[Information shown]:
◆ ◆ ◆

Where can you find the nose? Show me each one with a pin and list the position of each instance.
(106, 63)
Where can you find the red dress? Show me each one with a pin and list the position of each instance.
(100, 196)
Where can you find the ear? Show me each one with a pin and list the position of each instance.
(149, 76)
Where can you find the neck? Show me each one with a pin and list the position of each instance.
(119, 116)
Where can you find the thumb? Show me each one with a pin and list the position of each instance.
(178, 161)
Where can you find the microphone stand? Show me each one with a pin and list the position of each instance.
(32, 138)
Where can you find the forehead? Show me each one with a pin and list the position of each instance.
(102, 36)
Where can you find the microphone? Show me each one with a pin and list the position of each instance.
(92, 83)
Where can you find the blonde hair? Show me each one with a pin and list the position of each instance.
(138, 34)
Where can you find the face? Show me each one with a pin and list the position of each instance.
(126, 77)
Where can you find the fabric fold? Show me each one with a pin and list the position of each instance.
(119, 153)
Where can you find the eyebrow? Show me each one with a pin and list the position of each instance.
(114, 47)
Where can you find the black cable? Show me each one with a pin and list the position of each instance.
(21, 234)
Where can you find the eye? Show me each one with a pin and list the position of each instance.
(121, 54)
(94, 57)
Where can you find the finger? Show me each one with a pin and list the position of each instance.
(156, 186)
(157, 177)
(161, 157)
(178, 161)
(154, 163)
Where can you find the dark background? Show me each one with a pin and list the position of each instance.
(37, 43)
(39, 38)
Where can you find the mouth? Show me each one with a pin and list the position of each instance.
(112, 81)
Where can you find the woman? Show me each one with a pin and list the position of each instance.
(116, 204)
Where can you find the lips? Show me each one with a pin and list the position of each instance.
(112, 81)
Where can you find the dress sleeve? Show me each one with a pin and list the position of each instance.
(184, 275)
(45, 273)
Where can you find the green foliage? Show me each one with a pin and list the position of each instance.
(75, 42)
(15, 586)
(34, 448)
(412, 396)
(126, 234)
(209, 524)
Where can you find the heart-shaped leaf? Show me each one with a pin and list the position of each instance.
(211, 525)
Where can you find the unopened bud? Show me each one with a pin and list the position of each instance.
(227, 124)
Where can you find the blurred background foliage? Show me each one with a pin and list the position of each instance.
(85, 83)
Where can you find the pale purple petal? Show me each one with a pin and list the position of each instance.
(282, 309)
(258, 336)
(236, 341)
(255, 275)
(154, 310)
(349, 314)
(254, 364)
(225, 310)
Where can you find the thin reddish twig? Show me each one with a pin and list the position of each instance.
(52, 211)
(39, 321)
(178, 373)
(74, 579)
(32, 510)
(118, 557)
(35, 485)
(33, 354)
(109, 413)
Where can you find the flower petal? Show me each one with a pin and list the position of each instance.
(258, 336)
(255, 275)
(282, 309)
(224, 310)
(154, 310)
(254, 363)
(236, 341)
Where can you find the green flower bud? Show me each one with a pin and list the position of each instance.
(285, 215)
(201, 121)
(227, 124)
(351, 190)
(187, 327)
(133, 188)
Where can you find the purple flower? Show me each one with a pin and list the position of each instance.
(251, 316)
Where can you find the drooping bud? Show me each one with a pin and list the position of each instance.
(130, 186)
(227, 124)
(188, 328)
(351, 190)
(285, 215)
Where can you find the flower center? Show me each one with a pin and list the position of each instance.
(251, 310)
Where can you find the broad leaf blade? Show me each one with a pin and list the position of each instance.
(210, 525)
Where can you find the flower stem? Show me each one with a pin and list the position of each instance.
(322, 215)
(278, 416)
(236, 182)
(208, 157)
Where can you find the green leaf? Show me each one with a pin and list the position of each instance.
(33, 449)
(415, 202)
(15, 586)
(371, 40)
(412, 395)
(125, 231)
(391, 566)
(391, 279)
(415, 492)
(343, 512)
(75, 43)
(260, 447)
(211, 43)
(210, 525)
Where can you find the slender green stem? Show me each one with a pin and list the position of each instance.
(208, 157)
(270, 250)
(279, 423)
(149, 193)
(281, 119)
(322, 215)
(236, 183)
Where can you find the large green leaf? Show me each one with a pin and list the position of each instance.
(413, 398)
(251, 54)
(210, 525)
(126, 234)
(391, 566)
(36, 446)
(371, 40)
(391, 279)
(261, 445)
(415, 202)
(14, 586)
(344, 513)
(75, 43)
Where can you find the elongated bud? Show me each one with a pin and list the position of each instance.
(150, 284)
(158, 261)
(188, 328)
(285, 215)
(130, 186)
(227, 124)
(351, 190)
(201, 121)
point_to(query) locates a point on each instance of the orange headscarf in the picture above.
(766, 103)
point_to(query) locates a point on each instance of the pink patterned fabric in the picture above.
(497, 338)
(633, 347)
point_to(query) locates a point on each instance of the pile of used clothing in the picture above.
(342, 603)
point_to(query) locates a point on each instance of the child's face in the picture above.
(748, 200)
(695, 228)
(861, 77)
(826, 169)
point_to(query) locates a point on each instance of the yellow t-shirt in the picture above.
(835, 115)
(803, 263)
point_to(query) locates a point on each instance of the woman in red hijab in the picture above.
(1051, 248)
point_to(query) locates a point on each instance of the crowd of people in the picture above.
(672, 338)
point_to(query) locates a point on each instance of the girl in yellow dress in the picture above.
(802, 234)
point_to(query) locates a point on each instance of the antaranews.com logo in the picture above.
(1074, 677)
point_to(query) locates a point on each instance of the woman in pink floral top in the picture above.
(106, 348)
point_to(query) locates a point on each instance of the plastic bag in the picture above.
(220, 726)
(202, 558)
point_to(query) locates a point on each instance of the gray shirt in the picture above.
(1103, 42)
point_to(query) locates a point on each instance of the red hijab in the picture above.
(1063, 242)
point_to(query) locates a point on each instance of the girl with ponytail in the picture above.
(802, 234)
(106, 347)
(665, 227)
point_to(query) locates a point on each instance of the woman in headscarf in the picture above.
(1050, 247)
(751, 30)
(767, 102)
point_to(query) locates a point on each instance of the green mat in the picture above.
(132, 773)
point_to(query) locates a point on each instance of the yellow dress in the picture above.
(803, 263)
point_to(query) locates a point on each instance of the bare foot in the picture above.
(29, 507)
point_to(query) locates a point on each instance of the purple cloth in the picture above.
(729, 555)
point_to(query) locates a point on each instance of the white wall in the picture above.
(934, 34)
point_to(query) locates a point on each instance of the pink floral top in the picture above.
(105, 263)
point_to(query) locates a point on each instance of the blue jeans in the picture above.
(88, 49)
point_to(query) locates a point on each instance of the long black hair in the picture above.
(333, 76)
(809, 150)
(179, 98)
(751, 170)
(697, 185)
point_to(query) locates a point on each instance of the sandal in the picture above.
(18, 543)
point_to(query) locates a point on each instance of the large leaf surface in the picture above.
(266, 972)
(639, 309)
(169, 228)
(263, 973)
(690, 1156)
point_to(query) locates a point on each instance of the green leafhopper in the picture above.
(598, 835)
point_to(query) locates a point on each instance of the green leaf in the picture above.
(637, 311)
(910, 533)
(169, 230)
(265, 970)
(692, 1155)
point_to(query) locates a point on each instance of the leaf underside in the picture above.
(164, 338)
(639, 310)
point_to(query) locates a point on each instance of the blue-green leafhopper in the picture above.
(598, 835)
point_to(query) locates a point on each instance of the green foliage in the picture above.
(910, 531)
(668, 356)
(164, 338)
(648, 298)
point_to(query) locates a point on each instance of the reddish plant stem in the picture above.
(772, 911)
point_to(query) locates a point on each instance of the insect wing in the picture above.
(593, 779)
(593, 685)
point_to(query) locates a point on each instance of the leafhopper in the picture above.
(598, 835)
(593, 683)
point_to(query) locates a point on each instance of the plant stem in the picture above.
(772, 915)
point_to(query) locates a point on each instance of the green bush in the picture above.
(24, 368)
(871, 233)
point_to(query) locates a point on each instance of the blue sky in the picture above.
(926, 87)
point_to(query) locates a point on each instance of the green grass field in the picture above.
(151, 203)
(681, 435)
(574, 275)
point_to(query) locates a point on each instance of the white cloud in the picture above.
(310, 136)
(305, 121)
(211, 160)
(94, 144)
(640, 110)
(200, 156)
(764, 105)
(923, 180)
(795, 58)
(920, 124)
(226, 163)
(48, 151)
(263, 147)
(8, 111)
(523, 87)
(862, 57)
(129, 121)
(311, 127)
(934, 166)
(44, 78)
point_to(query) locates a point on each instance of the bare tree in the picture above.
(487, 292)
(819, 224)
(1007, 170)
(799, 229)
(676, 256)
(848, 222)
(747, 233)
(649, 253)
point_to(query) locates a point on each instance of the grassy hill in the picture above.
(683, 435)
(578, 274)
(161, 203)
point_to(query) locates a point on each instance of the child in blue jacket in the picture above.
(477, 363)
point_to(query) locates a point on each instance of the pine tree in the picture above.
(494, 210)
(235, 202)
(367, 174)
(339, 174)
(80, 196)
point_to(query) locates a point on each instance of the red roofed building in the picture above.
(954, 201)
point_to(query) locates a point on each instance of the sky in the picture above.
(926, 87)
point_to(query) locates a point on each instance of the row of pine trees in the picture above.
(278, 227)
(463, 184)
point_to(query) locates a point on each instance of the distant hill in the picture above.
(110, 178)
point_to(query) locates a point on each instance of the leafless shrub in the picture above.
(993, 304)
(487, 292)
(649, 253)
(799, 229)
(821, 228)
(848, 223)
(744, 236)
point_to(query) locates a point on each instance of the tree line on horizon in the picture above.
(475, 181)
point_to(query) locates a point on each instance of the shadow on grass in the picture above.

◆ ◆ ◆

[Task directions]: Return every line from the one holding "field in the picture above." through the end of the data, exactly as it appears, with both ends kept and nothing else.

[Result of this task]:
point_to(query) locates a point on each instance of the green grass field in the picture above.
(151, 203)
(681, 435)
(574, 275)
point_to(query) locates a point on each instance of the white cloud in the picture above.
(310, 136)
(305, 121)
(211, 160)
(94, 144)
(640, 110)
(200, 156)
(764, 105)
(923, 180)
(795, 58)
(920, 124)
(226, 163)
(48, 151)
(263, 147)
(8, 111)
(523, 87)
(862, 57)
(129, 121)
(311, 127)
(934, 166)
(44, 78)
point_to(query) locates a point on each instance of the bare tree in the picture above.
(487, 292)
(819, 224)
(1007, 170)
(799, 229)
(676, 256)
(848, 222)
(747, 233)
(649, 253)
point_to(query) locates a point on each instance of the grassy hill in the picture above.
(683, 435)
(578, 274)
(161, 203)
point_to(query) locates a point on each instance of the child in blue jacket in the picture above.
(477, 363)
point_to(query) locates a point on each instance of the pine tree in the picture above.
(494, 210)
(235, 202)
(367, 174)
(339, 174)
(80, 196)
point_to(query) locates a point on each instance of the red roofed building in the picture above.
(954, 201)
point_to(query) locates a point on each instance of the sky in the picture above.
(926, 87)
point_to(query) locates a point on each instance of the row of pine trees in the picture above.
(278, 227)
(463, 184)
point_to(query) locates a point on each instance of the distant hill in the picture above.
(110, 178)
point_to(query) locates a point on each instance of the leafless shrub in the picture above.
(993, 304)
(487, 292)
(649, 253)
(799, 229)
(821, 228)
(848, 223)
(744, 236)
point_to(query) locates a point on each instance of the tree line on horizon in the picture above.
(475, 181)
point_to(query) locates a point on each instance of the shadow on grass in the picture above.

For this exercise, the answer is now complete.